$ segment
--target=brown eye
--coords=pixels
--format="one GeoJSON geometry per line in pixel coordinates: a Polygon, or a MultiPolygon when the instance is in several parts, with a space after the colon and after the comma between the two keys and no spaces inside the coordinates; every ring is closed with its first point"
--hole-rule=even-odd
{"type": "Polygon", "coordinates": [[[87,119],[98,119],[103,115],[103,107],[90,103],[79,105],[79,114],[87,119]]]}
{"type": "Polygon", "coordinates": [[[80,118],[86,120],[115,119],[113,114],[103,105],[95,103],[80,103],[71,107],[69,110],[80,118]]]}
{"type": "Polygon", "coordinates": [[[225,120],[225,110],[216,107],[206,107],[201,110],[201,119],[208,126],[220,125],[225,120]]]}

════════

Can you write out these rows again with "even-odd" swapped for "nonzero" and everything else left as it is?

> ANSWER TO THIS TASK
$ segment
--target=brown eye
--coords=pixels
--format="one GeoJSON geometry per line in pixel coordinates: a Polygon, or a MultiPolygon when the instance is in several parts, with a space after the colon and after the comma between the two keys and no spaces inside the coordinates; every ring is closed with its first point"
--hole-rule=nonzero
{"type": "Polygon", "coordinates": [[[87,119],[98,119],[103,115],[103,107],[90,103],[79,105],[79,114],[87,119]]]}
{"type": "Polygon", "coordinates": [[[80,118],[86,120],[115,119],[113,114],[103,105],[95,103],[80,103],[71,107],[69,110],[80,118]]]}
{"type": "Polygon", "coordinates": [[[225,120],[225,110],[216,107],[206,107],[201,110],[201,119],[208,126],[220,125],[225,120]]]}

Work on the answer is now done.